▸ Directions:
Please rescale everything from the line containing "Highlight church spire in the picture above." down to the line containing "[56,173,78,189]", both ends included, and give back only those lines, requests and all. Multiply every box coordinate by 1.8 and round it to a whole number, with halves going up.
※
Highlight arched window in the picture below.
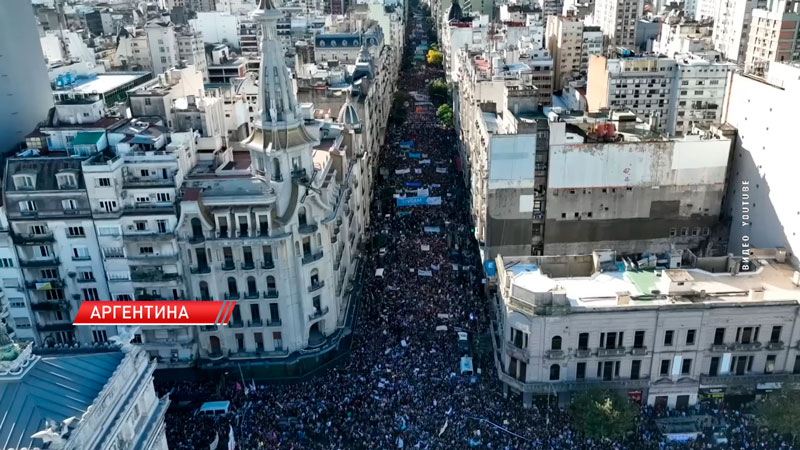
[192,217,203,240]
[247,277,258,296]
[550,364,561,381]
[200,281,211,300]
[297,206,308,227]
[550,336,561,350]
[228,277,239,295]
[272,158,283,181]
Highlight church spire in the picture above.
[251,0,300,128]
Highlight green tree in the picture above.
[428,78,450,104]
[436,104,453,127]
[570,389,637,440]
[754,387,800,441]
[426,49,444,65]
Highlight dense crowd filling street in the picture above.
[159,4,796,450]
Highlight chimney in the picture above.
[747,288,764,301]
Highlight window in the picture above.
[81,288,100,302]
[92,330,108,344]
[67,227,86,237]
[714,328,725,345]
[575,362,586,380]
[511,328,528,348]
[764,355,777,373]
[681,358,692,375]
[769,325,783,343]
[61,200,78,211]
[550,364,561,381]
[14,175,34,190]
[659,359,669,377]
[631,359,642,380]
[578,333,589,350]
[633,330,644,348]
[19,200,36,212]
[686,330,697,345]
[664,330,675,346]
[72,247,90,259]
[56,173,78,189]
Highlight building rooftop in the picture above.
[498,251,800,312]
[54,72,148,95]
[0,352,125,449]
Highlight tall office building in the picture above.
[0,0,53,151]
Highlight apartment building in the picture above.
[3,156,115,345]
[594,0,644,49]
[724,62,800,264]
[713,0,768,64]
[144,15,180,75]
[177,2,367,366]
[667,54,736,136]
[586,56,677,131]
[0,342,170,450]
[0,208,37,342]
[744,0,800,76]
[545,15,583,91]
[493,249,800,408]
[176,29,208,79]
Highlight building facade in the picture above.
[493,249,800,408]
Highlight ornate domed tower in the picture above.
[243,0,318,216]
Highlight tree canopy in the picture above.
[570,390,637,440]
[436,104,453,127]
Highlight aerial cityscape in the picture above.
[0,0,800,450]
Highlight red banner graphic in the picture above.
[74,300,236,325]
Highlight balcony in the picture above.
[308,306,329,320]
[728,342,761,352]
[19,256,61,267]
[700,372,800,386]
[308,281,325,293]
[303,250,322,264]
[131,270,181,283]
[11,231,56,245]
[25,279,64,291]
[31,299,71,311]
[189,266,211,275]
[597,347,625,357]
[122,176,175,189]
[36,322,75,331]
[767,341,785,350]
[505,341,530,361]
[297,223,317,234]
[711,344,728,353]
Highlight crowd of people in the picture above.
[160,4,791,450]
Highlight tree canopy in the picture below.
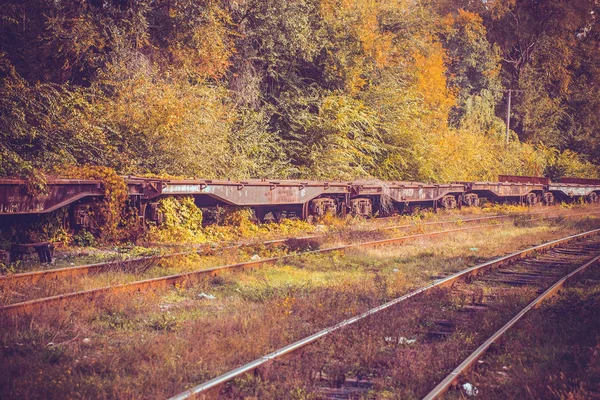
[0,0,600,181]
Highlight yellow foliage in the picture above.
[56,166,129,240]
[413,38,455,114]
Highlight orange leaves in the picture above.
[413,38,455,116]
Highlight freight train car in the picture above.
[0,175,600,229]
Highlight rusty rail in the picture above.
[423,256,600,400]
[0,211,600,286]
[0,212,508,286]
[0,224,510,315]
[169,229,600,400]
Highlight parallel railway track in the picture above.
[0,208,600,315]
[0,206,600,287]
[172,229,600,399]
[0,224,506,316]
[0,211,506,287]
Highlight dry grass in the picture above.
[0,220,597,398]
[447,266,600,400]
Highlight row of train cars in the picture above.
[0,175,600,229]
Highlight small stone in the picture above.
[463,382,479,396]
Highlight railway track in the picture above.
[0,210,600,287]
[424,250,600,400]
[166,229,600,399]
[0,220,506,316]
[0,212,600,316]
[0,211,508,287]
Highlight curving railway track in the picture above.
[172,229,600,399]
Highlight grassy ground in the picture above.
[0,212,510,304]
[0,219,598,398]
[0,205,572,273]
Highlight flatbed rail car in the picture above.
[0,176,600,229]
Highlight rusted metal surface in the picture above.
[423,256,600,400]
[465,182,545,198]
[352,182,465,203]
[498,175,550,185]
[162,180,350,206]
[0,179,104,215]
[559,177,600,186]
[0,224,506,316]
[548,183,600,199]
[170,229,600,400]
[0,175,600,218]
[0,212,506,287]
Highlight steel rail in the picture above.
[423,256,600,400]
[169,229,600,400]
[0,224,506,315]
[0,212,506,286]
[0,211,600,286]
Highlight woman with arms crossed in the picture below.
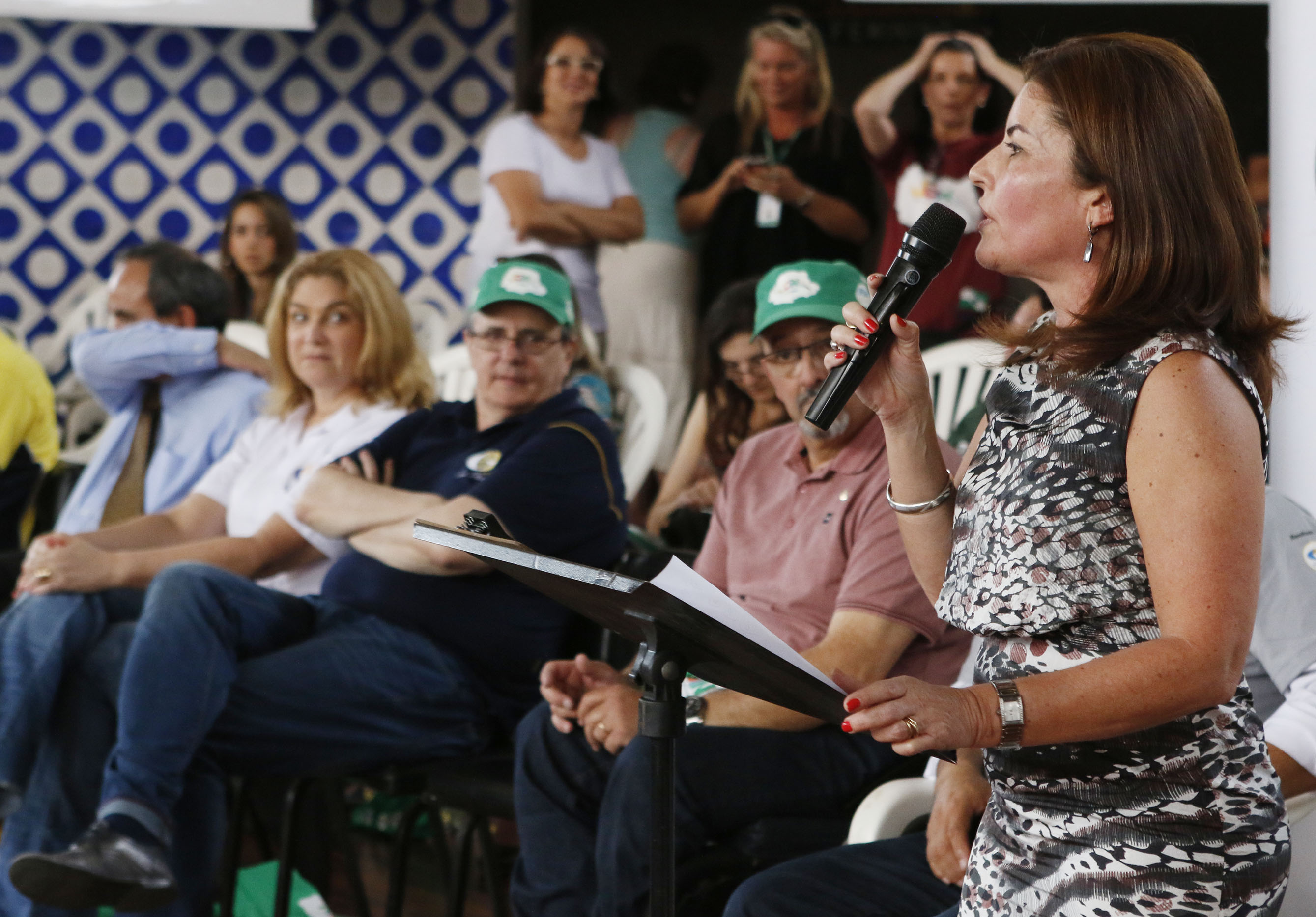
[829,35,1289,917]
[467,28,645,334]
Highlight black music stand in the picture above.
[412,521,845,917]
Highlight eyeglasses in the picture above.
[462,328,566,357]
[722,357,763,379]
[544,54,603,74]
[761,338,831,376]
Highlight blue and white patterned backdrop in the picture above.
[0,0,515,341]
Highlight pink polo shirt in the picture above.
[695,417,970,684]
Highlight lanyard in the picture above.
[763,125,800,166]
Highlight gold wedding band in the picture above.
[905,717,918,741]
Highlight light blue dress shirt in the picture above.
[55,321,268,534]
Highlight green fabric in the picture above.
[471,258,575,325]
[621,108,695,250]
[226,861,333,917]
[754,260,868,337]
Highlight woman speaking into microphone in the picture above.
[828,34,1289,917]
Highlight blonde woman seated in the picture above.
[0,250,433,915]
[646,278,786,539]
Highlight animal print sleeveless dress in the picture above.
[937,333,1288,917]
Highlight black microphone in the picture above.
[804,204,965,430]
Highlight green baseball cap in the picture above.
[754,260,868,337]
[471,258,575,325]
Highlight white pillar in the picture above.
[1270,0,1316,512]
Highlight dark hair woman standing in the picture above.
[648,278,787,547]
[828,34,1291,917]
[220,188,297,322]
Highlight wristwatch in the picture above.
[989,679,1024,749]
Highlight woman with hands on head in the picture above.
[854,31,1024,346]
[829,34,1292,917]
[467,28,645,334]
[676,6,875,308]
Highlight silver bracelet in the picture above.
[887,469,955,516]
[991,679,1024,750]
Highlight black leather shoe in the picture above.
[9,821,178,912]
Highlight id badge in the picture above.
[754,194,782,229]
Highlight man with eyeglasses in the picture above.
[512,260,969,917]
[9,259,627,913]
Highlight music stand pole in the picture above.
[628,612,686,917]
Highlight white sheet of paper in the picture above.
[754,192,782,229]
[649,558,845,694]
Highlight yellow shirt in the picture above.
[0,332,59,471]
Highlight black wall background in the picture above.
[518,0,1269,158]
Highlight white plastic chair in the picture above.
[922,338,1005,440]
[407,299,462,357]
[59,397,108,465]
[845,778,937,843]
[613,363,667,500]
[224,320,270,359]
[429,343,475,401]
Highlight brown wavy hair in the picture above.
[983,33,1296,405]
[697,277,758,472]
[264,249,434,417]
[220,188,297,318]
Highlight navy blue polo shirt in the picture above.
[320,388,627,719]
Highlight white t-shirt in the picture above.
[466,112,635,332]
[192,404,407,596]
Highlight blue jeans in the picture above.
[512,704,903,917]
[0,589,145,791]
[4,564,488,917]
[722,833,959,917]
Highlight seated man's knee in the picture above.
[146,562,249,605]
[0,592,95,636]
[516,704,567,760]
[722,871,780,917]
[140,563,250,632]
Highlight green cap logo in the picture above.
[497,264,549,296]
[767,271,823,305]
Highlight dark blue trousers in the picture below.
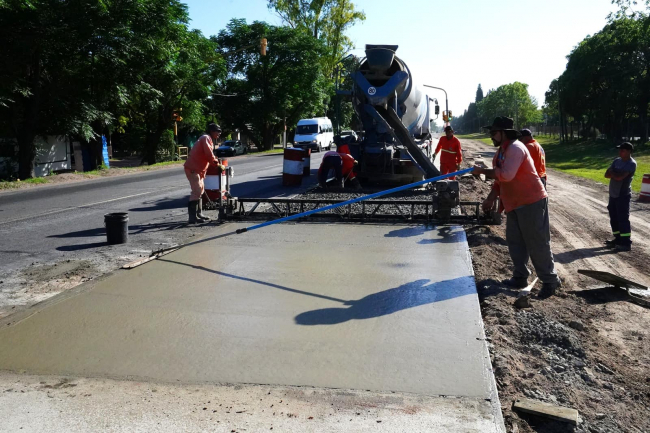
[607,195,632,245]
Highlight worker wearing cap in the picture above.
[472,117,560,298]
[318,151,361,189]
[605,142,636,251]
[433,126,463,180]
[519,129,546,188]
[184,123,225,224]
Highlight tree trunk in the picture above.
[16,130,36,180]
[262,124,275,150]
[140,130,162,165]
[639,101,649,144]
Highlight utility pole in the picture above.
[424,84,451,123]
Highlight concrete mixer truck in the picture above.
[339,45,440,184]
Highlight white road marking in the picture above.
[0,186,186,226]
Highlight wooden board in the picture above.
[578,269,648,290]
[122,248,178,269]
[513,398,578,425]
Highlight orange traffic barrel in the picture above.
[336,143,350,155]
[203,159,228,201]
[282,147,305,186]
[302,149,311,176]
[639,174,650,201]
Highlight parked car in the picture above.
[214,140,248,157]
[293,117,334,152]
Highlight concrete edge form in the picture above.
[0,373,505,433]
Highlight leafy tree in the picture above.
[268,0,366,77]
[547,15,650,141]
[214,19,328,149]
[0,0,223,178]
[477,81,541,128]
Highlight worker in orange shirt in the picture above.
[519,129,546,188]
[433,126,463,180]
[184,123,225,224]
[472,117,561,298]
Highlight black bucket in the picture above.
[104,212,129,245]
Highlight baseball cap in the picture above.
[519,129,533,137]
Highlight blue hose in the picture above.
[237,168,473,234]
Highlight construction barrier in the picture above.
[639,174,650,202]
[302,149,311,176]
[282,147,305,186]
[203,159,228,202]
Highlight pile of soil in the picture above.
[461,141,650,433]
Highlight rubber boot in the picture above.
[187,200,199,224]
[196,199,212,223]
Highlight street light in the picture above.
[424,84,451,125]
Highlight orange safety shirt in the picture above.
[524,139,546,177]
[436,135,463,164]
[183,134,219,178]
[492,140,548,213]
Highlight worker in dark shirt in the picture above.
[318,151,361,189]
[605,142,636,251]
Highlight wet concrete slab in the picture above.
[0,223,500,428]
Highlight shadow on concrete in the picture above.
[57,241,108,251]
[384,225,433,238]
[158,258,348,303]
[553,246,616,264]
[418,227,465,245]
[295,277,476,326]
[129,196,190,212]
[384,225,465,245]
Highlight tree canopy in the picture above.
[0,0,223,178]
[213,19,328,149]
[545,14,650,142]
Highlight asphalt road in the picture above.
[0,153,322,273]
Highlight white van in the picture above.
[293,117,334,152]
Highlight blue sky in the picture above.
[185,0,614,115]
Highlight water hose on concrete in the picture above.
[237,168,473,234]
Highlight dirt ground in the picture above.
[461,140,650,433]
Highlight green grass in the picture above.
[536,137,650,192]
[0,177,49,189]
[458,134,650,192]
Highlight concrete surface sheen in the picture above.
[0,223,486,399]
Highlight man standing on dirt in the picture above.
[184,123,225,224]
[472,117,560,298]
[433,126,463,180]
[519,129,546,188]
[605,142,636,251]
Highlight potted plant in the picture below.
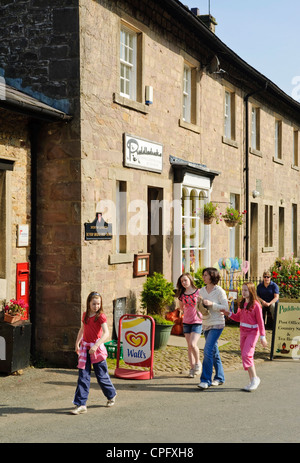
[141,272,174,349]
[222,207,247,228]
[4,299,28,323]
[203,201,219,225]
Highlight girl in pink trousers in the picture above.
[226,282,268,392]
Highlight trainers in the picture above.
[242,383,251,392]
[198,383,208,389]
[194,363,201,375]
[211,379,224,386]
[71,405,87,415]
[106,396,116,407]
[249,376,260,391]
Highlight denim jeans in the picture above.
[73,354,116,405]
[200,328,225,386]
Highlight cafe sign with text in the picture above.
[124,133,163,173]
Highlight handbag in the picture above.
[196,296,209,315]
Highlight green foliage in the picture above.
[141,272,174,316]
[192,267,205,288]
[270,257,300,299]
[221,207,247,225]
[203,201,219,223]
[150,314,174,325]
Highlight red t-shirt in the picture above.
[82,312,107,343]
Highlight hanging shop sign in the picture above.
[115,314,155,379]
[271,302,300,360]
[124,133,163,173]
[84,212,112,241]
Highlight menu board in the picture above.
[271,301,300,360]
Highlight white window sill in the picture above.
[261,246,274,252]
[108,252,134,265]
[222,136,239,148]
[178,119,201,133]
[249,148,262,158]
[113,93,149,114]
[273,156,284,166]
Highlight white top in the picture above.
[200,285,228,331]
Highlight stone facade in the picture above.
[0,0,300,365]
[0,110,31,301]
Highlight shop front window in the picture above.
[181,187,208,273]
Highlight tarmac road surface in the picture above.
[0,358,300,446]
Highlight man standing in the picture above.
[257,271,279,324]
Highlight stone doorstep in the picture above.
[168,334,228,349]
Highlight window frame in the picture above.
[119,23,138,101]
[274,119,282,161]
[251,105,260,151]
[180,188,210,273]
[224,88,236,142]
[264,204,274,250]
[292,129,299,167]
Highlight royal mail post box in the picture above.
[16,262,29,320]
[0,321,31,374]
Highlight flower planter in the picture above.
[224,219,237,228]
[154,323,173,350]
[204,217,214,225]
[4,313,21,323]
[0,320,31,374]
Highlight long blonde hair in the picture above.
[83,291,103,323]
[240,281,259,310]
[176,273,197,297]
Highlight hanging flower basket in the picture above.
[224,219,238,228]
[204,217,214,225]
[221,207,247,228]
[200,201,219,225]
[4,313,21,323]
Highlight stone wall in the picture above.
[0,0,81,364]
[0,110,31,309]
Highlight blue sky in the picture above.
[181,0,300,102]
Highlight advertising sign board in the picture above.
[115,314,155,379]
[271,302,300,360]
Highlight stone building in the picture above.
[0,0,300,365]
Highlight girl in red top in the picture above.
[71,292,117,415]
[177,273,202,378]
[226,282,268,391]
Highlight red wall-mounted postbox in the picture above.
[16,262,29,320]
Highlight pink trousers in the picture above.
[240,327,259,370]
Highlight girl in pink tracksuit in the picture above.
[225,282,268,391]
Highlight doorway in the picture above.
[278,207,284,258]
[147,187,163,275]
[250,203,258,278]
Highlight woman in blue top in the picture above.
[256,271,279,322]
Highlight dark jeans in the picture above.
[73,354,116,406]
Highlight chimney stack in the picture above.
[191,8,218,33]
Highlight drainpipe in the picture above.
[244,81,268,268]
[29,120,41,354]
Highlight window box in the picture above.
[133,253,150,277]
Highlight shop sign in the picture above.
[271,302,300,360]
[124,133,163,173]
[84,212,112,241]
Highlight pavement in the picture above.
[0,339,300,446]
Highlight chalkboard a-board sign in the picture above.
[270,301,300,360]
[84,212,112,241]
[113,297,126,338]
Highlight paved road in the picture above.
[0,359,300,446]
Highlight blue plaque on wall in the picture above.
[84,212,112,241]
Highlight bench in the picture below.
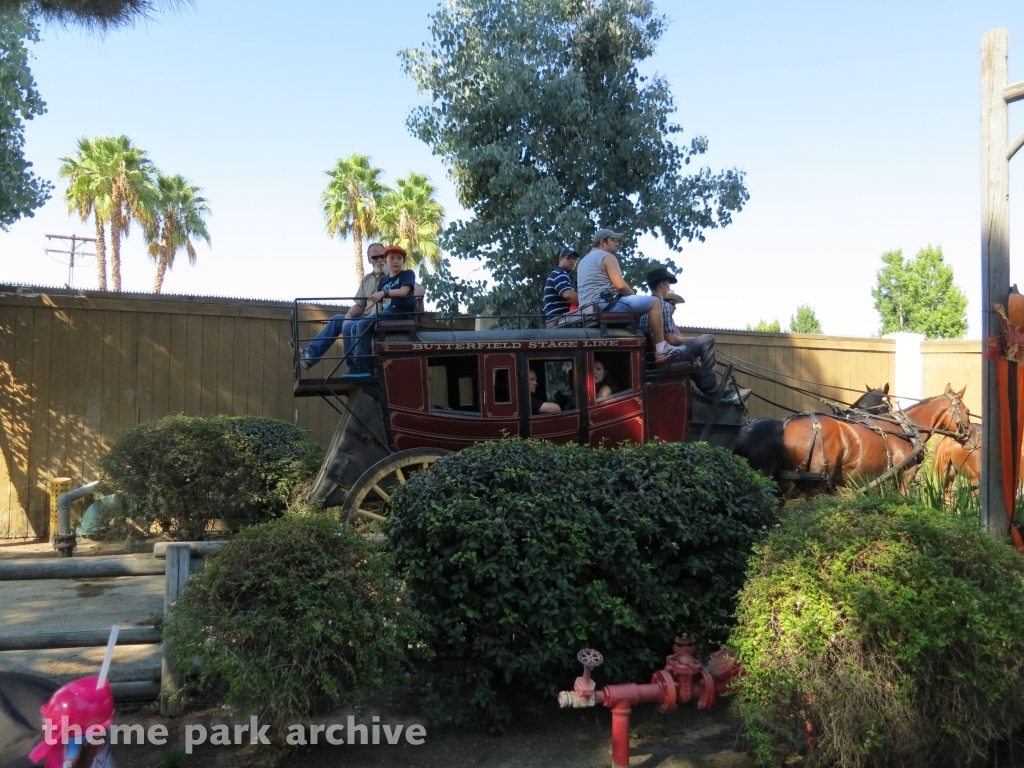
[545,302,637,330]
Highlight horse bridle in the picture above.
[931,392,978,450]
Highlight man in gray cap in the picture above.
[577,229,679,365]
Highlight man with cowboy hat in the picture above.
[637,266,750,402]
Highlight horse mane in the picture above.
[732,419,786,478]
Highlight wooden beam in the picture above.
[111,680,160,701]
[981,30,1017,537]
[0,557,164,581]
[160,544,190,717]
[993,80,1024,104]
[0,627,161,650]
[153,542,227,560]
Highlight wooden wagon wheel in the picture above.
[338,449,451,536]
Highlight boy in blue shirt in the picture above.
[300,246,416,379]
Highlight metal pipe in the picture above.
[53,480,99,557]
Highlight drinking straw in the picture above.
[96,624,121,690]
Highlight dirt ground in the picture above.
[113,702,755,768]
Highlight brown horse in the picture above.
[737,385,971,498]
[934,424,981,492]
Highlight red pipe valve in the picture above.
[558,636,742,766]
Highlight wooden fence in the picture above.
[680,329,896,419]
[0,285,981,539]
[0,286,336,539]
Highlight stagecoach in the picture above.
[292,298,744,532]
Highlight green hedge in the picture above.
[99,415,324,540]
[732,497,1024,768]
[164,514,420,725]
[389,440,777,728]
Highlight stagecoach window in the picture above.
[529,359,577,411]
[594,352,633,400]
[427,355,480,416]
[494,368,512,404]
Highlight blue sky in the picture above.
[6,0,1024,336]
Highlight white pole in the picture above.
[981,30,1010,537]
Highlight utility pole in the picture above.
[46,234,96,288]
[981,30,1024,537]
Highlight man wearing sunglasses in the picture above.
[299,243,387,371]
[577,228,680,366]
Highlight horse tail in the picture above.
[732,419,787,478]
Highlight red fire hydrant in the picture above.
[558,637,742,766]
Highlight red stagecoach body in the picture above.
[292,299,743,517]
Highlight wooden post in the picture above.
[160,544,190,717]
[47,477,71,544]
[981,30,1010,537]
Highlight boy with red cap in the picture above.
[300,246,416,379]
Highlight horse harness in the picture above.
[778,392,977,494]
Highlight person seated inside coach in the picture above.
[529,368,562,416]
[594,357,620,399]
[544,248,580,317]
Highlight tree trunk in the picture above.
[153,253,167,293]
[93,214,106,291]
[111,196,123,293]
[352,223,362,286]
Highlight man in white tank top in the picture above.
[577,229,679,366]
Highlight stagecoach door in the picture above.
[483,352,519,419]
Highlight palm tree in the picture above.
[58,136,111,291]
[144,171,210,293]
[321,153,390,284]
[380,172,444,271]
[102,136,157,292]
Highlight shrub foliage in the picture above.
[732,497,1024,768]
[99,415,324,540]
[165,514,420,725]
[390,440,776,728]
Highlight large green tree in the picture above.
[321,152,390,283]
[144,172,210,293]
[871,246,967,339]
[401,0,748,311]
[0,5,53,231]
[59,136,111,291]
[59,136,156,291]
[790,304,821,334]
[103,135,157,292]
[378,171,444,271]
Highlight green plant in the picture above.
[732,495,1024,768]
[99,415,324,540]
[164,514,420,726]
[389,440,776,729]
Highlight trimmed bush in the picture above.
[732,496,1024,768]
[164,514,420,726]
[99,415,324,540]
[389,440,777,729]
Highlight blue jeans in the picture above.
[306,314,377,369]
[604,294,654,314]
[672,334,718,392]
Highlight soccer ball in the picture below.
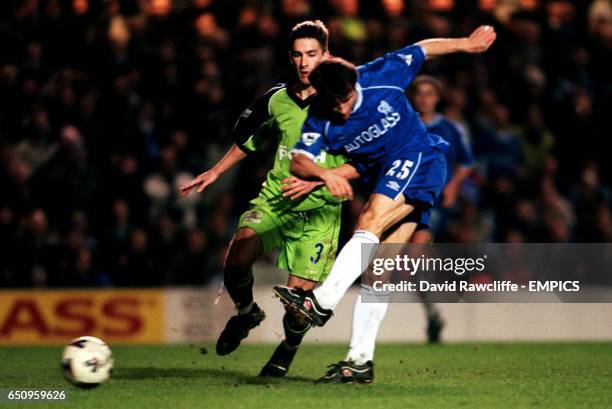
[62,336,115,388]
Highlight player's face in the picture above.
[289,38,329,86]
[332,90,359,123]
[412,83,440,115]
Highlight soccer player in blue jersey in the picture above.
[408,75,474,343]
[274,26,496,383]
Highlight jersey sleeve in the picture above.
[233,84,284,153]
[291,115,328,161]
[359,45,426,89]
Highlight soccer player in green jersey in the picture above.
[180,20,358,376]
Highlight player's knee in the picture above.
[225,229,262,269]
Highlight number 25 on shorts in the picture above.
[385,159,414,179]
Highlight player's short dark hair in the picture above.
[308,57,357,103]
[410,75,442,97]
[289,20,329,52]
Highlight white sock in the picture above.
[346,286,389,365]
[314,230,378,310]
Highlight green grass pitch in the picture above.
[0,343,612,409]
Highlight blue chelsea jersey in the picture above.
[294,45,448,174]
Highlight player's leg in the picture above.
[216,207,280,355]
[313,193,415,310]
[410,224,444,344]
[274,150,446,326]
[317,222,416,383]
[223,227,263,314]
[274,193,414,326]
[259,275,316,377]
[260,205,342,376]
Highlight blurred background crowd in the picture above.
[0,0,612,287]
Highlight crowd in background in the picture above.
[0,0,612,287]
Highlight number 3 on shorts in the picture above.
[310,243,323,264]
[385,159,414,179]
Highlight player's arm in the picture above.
※
▸ Written solution:
Highlight church spire in the picture above.
[452,0,540,230]
Highlight green tree in the picture above.
[770,140,810,187]
[785,187,815,229]
[1026,700,1147,792]
[1357,697,1440,794]
[767,88,799,117]
Highlight dense crowd filling street in the picture above.
[286,7,1433,810]
Highlight chimney in the picture above.
[1345,518,1375,542]
Highlight window in the picture above.
[146,518,180,544]
[166,594,194,619]
[121,409,155,427]
[1285,590,1305,621]
[1035,652,1055,684]
[920,590,950,626]
[1375,639,1399,671]
[1226,644,1246,675]
[1384,585,1409,617]
[110,360,140,380]
[990,655,1010,686]
[25,315,61,342]
[1186,646,1204,679]
[1136,646,1156,684]
[1040,599,1060,630]
[1139,594,1159,626]
[34,360,65,382]
[1235,594,1255,621]
[1195,594,1215,623]
[130,445,162,466]
[101,311,140,340]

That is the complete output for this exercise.